Dataset records

_____

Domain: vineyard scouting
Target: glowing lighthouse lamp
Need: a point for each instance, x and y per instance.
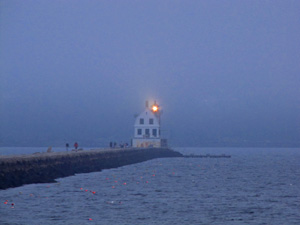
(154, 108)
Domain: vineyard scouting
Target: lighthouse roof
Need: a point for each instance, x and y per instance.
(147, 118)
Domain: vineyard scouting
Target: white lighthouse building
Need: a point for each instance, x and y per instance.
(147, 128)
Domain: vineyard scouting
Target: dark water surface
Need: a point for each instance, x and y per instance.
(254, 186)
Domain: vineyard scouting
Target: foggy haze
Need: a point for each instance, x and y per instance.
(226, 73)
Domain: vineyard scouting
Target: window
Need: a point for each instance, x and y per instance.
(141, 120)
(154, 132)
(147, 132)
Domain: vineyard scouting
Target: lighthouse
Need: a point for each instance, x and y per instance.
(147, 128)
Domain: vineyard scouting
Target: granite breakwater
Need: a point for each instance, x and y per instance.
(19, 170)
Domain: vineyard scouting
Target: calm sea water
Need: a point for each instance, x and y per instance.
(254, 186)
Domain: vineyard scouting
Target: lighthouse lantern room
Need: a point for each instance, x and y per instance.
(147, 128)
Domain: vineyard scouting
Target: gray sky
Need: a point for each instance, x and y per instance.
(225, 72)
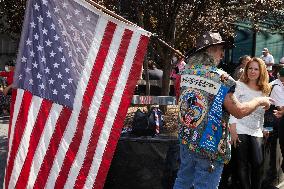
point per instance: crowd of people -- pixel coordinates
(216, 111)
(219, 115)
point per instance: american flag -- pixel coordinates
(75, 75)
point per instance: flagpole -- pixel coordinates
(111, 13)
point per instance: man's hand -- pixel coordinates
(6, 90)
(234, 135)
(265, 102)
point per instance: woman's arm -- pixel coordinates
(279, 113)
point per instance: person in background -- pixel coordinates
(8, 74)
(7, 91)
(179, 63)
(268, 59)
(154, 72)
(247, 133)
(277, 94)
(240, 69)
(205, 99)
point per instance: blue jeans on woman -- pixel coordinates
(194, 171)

_____

GOAL OF THE EXERCISE
If a line in the entries holds the string "lighthouse", copy it.

ANSWER SPACE
Target: glowing lighthouse lamp
Target: lighthouse roof
Target: white lighthouse building
Target: lighthouse
Target: lighthouse lantern room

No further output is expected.